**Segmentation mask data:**
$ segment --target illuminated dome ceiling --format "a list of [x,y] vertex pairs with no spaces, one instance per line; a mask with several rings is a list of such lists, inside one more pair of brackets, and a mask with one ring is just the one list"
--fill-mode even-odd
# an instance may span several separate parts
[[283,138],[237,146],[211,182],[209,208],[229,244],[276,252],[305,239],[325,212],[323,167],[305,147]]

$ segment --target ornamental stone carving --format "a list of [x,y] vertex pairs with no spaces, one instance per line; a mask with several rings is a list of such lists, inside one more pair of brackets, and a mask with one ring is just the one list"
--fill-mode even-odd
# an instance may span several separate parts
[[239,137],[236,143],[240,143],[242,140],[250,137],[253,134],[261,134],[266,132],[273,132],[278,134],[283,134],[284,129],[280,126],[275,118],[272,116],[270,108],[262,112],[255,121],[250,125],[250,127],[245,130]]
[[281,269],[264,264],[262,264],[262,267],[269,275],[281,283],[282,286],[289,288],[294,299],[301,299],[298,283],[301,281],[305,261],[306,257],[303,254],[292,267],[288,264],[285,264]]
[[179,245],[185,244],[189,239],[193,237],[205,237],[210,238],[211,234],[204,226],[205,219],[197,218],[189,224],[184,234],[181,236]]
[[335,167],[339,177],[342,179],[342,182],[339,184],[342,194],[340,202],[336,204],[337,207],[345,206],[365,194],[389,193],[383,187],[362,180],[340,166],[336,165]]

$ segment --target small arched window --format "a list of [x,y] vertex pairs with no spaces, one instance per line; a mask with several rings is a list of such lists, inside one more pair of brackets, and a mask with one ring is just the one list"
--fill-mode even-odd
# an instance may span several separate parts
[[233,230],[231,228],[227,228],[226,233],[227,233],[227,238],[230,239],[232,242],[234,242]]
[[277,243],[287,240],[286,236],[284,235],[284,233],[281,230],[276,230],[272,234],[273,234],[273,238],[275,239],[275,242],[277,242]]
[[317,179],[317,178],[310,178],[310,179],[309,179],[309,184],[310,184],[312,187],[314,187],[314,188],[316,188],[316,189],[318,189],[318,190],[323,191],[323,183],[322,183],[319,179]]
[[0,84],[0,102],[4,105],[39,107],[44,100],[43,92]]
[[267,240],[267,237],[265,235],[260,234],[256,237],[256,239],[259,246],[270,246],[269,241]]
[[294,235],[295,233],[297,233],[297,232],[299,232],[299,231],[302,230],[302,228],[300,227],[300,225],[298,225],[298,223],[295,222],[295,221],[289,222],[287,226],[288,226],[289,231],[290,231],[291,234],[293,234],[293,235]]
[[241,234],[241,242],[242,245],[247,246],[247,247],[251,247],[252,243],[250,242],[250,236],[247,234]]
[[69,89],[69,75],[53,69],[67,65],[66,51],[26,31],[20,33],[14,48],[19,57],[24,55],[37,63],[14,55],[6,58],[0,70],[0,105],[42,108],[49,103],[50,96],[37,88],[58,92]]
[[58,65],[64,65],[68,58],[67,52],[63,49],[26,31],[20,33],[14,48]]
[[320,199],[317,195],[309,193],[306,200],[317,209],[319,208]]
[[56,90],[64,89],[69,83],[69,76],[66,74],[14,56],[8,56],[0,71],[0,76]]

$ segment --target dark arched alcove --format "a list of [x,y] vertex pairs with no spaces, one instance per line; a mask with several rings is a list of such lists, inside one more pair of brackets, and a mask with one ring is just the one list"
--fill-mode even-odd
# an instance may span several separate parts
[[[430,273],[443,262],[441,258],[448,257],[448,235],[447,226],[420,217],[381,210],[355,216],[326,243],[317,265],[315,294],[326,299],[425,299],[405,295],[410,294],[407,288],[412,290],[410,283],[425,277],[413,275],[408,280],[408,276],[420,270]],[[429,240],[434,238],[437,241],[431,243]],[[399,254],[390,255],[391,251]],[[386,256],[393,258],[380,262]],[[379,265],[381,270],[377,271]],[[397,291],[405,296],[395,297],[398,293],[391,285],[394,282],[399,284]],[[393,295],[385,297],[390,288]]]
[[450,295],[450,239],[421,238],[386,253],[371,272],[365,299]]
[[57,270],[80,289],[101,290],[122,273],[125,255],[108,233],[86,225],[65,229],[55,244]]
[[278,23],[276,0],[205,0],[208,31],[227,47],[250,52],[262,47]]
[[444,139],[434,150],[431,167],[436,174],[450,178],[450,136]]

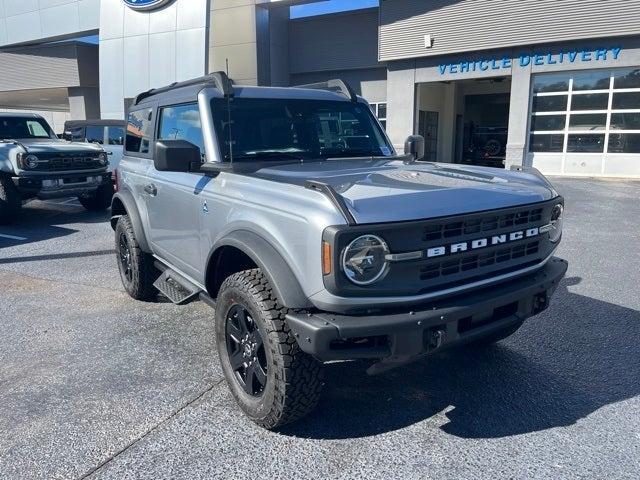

**The task:**
The answer must consist of each line from the entries that contains the string "arched".

**Task result:**
$ segment --target small arched window --format "a list of [x,y] vertex pairs with no spaces, one instance per line; a mask with several rings is a list of such lists, inside one more pair of brackets, and a mask with one ring is just the one list"
$ segment --target dark arched alcove --format "a list of [x,y] vertex pairs with no spaces, one instance per line; a mask with several rings is a list of such lists, inside one more pair of brackets, and a mask with one ring is just the one list"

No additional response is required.